- **Problem description**
Every record must be output verbatim in the reply.

- **Records shown**
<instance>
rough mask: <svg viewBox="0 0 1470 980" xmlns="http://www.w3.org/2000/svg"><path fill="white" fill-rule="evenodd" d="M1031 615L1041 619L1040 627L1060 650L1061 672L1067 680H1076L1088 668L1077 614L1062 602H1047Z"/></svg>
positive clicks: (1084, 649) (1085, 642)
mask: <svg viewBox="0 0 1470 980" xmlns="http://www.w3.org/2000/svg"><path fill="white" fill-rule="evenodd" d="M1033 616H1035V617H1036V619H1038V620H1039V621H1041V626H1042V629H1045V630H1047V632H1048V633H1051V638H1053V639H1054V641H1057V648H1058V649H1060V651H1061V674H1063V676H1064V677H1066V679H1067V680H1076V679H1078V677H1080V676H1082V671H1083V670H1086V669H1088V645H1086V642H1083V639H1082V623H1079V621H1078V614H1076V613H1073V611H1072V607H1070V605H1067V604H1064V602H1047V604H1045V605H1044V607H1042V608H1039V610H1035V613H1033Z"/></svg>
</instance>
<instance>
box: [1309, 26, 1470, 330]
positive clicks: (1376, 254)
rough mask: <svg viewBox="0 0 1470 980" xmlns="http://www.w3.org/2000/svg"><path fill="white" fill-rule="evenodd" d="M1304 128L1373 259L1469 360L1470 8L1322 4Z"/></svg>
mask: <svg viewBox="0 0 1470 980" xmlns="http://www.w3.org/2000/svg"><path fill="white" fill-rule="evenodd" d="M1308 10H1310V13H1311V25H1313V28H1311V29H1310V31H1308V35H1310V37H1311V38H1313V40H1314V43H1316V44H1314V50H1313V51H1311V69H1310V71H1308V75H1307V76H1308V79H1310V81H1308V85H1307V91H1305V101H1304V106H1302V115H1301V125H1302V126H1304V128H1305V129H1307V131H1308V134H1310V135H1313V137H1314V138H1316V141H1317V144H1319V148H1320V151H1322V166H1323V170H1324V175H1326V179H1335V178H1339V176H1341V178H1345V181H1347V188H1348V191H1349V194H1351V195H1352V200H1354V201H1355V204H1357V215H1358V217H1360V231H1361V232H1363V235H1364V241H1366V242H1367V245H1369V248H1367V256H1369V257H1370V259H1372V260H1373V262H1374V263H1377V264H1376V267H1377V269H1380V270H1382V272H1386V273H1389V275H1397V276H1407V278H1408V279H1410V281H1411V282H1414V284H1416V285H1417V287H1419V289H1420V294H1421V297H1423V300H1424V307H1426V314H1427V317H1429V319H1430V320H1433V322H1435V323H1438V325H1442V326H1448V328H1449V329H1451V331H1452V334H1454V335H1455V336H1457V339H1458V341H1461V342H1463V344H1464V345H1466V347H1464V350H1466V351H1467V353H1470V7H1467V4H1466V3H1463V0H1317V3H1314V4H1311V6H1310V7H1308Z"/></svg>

- **Answer space**
<instance>
rough mask: <svg viewBox="0 0 1470 980" xmlns="http://www.w3.org/2000/svg"><path fill="white" fill-rule="evenodd" d="M1031 615L1041 619L1040 627L1060 650L1061 672L1067 680H1076L1088 668L1077 614L1062 602H1047Z"/></svg>
positive clicks: (1084, 649) (1085, 642)
mask: <svg viewBox="0 0 1470 980" xmlns="http://www.w3.org/2000/svg"><path fill="white" fill-rule="evenodd" d="M1033 616H1035V617H1036V619H1038V620H1039V621H1041V626H1042V629H1045V630H1047V632H1048V633H1051V638H1053V639H1054V641H1057V648H1058V649H1060V651H1061V674H1063V676H1064V677H1066V679H1067V680H1076V679H1078V677H1080V676H1082V671H1083V670H1086V669H1088V645H1086V642H1083V639H1082V623H1079V621H1078V614H1076V613H1073V611H1072V607H1070V605H1067V604H1064V602H1047V604H1045V605H1044V607H1042V608H1039V610H1035V613H1033Z"/></svg>
</instance>
<instance>
box: [1309, 26, 1470, 330]
positive clicks: (1376, 254)
rough mask: <svg viewBox="0 0 1470 980" xmlns="http://www.w3.org/2000/svg"><path fill="white" fill-rule="evenodd" d="M1304 128L1373 259L1469 360L1470 8L1322 4Z"/></svg>
mask: <svg viewBox="0 0 1470 980" xmlns="http://www.w3.org/2000/svg"><path fill="white" fill-rule="evenodd" d="M1308 10H1310V13H1311V25H1313V28H1311V29H1310V31H1308V35H1310V37H1311V38H1313V40H1314V43H1316V44H1314V50H1313V51H1311V69H1310V71H1308V75H1307V76H1308V79H1310V81H1308V85H1307V91H1305V101H1304V106H1302V115H1301V125H1302V126H1304V128H1305V129H1307V131H1308V134H1310V135H1313V137H1314V138H1316V141H1317V144H1319V148H1320V151H1322V166H1323V170H1324V175H1326V179H1335V178H1339V176H1341V178H1345V181H1347V188H1348V191H1349V194H1351V195H1352V200H1354V201H1355V204H1357V215H1358V217H1360V231H1361V232H1363V235H1364V241H1366V242H1367V245H1369V248H1367V256H1369V257H1370V259H1372V260H1373V262H1374V263H1377V264H1376V267H1377V269H1380V270H1382V272H1386V273H1389V275H1397V276H1407V278H1408V279H1410V281H1411V282H1414V284H1416V285H1417V287H1419V289H1420V294H1421V297H1423V300H1424V307H1426V314H1427V317H1429V319H1430V320H1433V322H1435V323H1438V325H1442V326H1448V328H1449V329H1451V331H1452V334H1454V335H1455V336H1457V339H1458V341H1461V342H1463V344H1464V345H1466V347H1464V350H1466V351H1467V353H1470V7H1467V4H1466V3H1463V0H1317V3H1314V4H1311V6H1310V7H1308Z"/></svg>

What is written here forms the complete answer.